[The input start]

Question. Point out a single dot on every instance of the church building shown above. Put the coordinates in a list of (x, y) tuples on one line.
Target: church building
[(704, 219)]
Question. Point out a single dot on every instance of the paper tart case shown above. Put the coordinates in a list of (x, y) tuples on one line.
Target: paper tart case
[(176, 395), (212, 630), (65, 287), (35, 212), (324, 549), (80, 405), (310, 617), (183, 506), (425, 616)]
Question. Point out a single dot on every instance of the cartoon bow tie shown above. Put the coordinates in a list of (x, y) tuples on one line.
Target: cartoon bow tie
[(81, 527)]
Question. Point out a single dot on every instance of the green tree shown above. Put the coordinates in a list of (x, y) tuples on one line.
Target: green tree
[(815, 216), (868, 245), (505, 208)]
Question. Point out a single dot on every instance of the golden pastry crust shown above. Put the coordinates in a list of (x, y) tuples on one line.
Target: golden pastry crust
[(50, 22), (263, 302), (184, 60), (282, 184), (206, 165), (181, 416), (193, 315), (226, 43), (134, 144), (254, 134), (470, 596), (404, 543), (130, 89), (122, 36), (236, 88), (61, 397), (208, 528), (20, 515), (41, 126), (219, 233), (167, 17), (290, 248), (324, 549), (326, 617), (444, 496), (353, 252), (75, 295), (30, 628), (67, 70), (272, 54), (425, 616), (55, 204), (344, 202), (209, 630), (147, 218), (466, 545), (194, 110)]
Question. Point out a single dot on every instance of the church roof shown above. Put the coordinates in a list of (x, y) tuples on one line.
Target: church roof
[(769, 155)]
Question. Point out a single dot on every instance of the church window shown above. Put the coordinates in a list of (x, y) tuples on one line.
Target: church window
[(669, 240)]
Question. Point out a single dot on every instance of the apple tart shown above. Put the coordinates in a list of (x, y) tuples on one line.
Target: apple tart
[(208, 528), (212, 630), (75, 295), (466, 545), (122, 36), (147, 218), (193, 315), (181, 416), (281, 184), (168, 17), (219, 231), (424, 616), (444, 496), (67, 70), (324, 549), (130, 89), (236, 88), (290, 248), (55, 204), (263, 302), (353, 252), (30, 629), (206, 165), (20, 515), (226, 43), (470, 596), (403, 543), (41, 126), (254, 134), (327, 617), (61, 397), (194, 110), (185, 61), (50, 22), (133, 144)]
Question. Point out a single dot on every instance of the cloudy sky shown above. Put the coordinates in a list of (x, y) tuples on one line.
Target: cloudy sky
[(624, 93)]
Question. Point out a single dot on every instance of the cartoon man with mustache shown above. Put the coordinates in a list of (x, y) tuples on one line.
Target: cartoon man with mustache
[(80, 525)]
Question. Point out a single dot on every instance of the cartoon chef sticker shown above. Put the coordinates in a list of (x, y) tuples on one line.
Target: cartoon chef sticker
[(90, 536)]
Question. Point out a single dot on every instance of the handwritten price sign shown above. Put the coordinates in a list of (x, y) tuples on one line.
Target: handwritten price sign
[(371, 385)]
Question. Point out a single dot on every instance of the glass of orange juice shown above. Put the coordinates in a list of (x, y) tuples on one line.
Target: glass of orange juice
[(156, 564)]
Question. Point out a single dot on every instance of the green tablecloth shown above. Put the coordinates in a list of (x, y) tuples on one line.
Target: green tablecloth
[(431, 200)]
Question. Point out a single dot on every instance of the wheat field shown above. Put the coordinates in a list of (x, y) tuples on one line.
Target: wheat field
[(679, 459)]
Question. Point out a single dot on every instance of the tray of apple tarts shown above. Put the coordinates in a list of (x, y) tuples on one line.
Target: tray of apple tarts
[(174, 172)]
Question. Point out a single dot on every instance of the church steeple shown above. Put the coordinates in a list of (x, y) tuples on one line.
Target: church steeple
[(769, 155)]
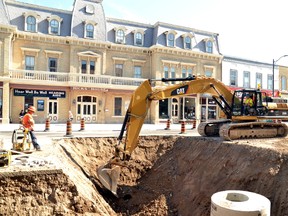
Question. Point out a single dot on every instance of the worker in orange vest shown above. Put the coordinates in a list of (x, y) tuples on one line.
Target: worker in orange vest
[(28, 123)]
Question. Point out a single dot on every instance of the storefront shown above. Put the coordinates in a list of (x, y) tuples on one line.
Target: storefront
[(46, 101)]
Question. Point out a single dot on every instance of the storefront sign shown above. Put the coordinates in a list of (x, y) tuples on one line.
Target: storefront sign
[(40, 105), (39, 93)]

[The input end]

[Brief] Write out the lines in the entries above, starting at the line that contains "the cartoon bow" and ending at the line that contains "[(815, 216), (868, 245), (505, 208)]", keeping every character the same.

[Written solution]
Question. Point out a single dot on every instance of the cartoon bow tie shown above. Put the coordinates in a list of (x, y) tuples on one line.
Target: cartoon bow tie
[(81, 527)]
Question. Point out a single dot on every instance of the green tree shown above. Put the coordinates in a list of (x, y) tuples on one line.
Target: green tree
[(815, 216), (868, 245), (505, 208)]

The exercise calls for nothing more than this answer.